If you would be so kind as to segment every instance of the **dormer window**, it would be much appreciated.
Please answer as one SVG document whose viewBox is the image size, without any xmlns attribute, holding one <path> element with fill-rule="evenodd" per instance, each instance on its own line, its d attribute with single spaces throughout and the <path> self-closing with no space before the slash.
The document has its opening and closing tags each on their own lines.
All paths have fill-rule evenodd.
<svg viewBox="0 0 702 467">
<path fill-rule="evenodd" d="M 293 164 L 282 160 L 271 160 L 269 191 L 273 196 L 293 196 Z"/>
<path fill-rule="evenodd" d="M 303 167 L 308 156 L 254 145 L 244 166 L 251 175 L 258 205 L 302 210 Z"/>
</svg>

____________

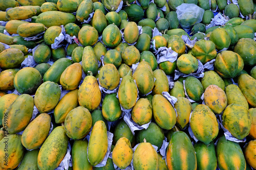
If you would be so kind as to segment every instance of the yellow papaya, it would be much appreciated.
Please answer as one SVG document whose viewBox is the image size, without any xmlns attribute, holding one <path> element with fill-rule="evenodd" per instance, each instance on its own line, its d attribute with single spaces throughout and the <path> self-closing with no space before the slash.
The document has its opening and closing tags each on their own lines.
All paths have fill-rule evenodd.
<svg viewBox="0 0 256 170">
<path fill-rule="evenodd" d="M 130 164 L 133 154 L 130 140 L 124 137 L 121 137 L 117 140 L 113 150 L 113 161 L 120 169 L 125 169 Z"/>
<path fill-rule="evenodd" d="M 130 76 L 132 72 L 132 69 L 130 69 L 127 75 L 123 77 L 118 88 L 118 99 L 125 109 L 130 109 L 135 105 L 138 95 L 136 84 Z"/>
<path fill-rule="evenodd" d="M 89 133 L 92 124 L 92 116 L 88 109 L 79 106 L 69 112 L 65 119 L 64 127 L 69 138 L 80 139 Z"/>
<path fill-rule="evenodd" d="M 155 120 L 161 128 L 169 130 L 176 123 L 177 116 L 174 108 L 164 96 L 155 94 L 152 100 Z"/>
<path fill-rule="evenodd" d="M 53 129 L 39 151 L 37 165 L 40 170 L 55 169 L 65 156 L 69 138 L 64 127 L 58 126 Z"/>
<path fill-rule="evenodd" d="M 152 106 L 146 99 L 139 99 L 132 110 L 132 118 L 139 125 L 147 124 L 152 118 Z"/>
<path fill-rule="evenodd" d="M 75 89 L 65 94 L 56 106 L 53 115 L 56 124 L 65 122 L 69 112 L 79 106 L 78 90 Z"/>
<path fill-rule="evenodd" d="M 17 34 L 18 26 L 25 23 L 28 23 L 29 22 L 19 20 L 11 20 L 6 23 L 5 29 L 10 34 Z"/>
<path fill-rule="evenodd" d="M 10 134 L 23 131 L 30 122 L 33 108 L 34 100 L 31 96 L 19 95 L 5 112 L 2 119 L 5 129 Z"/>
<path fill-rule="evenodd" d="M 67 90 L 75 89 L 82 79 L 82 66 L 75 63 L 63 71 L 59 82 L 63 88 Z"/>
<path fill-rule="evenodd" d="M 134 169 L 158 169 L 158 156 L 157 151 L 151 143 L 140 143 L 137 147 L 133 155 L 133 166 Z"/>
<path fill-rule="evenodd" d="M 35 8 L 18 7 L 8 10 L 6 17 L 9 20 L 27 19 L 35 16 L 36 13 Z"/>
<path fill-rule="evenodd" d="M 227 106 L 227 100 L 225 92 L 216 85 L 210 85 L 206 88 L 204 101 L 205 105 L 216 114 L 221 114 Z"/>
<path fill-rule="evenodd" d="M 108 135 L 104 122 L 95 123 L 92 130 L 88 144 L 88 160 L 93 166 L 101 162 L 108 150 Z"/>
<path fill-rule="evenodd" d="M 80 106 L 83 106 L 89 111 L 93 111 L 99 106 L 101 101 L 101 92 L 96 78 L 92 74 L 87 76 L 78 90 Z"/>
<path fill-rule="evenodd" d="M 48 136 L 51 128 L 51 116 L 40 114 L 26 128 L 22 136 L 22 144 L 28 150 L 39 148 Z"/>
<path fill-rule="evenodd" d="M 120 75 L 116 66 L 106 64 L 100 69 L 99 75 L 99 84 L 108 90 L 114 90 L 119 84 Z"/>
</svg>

____________

** Request **
Quote everything from the line containing "window**, it would be much appreciated." down through the line containing "293 164 L 282", reproducing each line character for character.

** Finished task **
If you would be so kind as to segment every instance of the **dormer window**, it would be much appreciated.
Please answer as one SVG document whose viewBox is the image size, without any xmlns attribute, holding one <path> element with fill-rule="evenodd" per instance, each instance on its own line, its d attribute with single spaces throughout and the <path> self-closing with no space before the slash.
The document has its opening and closing tags each on their own lines.
All paths have fill-rule evenodd.
<svg viewBox="0 0 702 467">
<path fill-rule="evenodd" d="M 293 164 L 282 160 L 271 160 L 269 191 L 273 196 L 293 196 Z"/>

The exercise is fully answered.